(Lines of data)
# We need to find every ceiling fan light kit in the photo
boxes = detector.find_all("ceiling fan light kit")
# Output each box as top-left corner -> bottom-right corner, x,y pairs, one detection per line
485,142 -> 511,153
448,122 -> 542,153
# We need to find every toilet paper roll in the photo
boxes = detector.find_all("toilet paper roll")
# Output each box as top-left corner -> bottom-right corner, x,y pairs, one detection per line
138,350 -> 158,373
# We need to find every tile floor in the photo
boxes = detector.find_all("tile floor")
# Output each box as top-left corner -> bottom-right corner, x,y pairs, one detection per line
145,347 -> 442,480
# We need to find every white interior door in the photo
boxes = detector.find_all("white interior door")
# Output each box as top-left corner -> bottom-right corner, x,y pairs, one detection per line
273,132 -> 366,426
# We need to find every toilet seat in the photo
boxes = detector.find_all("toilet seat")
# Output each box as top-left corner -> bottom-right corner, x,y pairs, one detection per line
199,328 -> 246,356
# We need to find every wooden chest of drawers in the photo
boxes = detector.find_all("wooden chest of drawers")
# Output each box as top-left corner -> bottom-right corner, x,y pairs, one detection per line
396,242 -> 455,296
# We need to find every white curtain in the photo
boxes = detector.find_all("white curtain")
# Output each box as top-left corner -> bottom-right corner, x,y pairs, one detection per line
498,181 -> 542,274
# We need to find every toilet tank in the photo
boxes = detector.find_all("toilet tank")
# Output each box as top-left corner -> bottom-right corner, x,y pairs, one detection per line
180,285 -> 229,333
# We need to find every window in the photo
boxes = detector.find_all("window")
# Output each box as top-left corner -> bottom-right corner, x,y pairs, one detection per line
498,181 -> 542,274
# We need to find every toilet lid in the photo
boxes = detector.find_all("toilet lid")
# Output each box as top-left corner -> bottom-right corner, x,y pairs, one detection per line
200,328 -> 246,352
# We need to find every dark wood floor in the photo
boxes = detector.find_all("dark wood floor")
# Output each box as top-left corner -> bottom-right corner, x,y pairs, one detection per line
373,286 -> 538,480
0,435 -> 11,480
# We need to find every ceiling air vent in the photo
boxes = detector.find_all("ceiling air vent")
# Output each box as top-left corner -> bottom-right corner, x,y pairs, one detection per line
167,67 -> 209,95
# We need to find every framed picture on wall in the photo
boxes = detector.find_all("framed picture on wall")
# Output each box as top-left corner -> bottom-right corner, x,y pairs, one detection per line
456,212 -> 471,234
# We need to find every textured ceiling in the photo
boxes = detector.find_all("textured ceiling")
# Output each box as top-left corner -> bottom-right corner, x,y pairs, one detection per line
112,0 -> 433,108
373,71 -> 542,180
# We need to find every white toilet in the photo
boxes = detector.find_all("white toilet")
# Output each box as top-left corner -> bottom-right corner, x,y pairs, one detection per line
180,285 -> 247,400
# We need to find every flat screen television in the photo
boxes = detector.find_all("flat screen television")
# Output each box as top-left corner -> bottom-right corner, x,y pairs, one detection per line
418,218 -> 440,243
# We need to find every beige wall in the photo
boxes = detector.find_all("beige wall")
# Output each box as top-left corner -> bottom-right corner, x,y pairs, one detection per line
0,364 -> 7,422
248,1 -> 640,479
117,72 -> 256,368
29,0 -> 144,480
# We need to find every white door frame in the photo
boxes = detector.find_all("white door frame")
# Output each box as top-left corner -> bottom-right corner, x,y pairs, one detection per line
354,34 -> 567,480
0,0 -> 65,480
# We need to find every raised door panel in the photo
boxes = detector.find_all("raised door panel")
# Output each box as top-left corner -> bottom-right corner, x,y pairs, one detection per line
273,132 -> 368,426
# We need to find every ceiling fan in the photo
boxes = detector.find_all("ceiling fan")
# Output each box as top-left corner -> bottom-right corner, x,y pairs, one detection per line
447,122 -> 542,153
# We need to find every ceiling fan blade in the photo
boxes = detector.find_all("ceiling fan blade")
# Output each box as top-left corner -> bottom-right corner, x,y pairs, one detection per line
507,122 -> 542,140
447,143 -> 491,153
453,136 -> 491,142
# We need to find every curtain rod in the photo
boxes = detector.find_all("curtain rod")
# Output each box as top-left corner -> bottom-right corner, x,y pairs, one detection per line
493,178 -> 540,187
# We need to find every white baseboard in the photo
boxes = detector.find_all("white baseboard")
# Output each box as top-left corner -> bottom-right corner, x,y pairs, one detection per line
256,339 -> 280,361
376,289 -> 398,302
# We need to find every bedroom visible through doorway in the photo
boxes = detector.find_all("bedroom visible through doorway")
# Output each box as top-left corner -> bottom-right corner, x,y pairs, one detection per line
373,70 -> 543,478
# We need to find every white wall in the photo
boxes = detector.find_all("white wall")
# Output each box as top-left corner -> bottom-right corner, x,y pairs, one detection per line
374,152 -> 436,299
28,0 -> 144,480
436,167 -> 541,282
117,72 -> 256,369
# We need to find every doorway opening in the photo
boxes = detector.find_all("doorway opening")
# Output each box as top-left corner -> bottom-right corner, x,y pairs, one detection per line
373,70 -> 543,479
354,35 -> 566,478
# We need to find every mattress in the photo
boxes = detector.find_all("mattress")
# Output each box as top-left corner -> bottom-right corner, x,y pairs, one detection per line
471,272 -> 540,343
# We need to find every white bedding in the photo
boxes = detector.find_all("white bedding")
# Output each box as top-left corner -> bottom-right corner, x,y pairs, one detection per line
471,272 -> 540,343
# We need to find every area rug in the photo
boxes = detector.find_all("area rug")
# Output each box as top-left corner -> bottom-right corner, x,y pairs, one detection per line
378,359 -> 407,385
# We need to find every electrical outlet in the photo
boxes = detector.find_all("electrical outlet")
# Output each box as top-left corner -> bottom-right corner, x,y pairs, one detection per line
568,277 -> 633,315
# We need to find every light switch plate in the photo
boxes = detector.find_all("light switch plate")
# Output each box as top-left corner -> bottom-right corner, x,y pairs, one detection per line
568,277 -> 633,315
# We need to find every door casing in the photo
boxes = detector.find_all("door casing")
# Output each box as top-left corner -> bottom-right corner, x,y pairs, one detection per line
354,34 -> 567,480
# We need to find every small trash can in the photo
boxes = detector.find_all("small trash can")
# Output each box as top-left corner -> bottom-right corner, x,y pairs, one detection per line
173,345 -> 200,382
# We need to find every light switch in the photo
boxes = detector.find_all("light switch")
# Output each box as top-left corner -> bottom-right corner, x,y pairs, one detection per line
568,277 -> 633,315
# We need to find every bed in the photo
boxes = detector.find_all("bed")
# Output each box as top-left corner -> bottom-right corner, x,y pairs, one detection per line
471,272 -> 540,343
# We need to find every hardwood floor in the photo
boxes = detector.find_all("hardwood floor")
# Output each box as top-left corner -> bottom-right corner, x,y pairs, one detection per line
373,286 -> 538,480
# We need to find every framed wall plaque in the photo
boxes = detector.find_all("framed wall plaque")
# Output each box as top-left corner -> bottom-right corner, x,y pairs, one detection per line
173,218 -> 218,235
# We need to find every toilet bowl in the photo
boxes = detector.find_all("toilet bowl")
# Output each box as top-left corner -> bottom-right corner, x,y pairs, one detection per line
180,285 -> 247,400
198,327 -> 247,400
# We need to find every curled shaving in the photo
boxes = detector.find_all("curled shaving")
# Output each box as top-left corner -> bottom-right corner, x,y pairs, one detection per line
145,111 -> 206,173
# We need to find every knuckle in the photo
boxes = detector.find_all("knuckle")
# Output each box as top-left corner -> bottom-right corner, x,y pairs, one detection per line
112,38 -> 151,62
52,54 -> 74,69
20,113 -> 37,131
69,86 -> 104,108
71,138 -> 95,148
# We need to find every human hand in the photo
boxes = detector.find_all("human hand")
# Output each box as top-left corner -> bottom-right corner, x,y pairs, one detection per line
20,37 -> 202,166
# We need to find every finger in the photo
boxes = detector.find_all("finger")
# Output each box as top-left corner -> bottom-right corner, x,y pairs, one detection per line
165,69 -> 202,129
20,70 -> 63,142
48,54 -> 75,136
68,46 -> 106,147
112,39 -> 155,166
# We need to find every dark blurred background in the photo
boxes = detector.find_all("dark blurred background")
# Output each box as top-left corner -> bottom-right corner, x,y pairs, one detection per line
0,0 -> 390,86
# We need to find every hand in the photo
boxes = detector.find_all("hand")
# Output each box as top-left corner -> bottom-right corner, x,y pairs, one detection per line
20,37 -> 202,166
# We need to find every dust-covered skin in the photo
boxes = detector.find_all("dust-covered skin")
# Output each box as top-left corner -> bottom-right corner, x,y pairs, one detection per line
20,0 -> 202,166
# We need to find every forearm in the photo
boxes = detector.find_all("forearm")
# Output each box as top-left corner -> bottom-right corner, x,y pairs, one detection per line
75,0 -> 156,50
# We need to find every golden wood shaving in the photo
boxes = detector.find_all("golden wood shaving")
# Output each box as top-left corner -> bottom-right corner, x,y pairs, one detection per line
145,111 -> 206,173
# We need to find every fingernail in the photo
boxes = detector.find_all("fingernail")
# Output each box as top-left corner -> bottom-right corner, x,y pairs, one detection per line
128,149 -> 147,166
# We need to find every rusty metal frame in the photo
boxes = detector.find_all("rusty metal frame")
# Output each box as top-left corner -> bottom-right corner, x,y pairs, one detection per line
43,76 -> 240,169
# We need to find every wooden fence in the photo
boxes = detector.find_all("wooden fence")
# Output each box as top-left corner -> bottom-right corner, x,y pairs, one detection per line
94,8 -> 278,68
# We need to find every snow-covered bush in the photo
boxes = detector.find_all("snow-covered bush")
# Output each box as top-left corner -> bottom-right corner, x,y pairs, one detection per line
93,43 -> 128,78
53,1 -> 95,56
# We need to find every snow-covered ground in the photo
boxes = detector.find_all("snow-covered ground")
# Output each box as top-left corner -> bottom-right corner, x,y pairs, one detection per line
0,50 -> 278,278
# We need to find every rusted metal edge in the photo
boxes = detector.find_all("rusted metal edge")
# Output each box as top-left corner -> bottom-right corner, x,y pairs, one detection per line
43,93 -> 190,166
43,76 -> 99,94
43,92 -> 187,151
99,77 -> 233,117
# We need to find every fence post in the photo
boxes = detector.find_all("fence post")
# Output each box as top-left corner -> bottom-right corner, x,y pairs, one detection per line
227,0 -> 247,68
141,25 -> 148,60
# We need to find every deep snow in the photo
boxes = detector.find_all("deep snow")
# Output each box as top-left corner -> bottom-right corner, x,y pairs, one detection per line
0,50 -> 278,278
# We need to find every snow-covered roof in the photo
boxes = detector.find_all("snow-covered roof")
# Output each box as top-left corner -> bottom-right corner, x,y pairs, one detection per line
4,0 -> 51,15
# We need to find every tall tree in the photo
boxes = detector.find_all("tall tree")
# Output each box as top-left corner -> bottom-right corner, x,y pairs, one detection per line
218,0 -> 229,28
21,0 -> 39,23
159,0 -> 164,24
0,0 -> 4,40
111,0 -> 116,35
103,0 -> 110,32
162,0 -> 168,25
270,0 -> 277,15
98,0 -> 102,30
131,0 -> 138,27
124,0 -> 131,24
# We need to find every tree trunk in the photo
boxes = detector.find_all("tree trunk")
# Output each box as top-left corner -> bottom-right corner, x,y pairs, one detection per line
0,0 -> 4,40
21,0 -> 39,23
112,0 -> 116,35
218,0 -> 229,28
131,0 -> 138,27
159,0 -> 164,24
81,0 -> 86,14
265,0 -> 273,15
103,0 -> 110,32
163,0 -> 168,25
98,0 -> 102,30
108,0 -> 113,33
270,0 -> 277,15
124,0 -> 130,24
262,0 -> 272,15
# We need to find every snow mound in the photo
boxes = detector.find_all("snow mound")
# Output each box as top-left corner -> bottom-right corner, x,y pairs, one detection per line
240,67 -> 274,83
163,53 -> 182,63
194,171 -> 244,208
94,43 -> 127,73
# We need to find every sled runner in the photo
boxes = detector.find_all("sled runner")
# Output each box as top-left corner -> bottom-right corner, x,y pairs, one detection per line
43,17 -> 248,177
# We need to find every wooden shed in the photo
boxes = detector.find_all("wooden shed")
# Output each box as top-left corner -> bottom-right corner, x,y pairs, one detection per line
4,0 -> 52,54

* WORK TO BE COMPLETED *
Gather every row above that contains the word "background" and copy each one in full.

* EXPECTED OUTPUT *
# We need to find every dark blurred background in the photo
boxes = detector.find_all("dark blurred background")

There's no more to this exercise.